:: YOUR TASK ::
From the data that follows, print exactly the lines starting at the one containing "Target: man's face" and ending at the one containing "Target: logo on jacket"; include both of them and nothing more.

:: LISTED RECORDS ::

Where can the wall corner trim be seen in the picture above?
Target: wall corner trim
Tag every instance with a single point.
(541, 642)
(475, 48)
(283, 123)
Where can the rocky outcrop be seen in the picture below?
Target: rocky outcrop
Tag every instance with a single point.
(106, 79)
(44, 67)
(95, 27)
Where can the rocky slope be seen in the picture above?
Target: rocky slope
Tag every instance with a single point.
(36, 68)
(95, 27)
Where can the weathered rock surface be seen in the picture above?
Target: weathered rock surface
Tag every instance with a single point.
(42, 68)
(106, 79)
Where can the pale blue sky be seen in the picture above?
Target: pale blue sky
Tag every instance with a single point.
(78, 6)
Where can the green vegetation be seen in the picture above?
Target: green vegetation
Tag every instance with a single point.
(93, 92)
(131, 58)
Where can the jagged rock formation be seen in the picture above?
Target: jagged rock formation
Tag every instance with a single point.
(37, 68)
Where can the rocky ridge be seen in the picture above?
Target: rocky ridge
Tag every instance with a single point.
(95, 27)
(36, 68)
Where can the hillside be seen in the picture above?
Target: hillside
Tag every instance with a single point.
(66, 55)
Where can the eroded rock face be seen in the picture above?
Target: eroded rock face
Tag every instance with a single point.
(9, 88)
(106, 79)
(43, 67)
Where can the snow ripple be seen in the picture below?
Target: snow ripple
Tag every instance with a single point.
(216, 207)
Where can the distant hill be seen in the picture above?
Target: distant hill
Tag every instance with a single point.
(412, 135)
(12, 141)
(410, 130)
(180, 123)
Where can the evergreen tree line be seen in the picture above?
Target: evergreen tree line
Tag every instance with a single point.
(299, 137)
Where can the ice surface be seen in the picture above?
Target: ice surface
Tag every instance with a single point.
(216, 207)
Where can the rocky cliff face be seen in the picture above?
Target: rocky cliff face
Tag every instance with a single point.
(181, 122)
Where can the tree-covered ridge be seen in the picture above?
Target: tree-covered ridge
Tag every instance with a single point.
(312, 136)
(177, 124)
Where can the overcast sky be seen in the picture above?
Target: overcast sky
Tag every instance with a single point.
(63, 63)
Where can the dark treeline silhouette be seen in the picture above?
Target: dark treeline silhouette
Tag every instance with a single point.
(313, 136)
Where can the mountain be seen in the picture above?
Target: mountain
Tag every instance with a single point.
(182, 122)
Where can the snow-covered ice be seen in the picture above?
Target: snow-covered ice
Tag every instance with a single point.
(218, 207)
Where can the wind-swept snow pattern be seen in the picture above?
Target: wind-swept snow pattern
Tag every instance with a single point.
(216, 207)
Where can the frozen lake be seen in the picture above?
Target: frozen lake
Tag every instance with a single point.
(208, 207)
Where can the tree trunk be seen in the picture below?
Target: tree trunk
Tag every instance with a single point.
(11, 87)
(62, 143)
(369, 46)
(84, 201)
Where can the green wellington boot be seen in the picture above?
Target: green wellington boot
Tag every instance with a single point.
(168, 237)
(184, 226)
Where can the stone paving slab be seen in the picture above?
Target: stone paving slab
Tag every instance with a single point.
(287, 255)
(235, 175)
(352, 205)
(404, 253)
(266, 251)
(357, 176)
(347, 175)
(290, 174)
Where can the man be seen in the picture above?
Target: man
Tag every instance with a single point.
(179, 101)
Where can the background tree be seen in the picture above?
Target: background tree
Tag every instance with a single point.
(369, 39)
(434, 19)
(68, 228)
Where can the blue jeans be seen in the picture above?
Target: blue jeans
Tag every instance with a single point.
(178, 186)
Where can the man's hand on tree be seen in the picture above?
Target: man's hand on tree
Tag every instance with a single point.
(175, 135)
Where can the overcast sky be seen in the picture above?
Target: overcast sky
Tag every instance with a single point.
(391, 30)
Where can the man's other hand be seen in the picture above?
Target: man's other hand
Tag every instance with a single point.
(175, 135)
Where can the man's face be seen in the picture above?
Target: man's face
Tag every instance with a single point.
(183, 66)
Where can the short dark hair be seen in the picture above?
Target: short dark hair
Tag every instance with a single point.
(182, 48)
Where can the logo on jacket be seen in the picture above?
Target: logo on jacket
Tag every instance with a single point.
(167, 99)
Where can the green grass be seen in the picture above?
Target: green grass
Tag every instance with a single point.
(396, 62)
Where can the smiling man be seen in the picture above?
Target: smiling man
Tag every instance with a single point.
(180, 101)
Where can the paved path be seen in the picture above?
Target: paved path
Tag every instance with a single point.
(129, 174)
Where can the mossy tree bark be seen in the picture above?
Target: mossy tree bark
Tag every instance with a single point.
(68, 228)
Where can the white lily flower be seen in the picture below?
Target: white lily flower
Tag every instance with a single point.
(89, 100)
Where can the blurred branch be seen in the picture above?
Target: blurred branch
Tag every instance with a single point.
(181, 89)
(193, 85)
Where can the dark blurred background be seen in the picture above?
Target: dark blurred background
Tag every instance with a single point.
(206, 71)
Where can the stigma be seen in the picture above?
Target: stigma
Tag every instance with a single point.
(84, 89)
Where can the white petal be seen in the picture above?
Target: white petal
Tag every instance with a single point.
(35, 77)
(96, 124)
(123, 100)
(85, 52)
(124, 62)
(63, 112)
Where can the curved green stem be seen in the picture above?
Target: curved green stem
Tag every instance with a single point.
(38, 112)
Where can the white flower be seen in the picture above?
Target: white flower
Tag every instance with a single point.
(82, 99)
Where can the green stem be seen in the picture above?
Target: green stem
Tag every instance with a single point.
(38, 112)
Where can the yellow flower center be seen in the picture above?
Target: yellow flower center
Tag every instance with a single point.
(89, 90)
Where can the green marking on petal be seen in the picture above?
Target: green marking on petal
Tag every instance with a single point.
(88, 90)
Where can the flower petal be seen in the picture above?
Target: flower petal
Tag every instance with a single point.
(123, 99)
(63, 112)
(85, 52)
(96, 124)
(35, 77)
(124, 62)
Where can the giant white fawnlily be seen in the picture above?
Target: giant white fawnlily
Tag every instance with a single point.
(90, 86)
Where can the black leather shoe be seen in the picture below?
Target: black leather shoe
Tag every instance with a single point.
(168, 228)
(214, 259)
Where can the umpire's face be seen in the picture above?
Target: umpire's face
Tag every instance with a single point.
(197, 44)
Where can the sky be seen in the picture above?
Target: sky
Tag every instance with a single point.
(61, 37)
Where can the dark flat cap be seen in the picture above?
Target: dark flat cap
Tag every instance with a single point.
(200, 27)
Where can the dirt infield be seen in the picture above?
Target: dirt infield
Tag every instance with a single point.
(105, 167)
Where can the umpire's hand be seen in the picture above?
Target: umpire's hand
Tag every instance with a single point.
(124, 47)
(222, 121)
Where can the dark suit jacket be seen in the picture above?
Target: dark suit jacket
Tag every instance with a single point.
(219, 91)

:: FINISHED TASK ::
Target: man's face
Tag every instance with a single point.
(183, 66)
Where can the short dark hair be seen in the picture above?
Target: short dark hair
Tag every instance with a single point.
(182, 48)
Where can the logo on jacket be seen in the picture above?
Target: logo on jacket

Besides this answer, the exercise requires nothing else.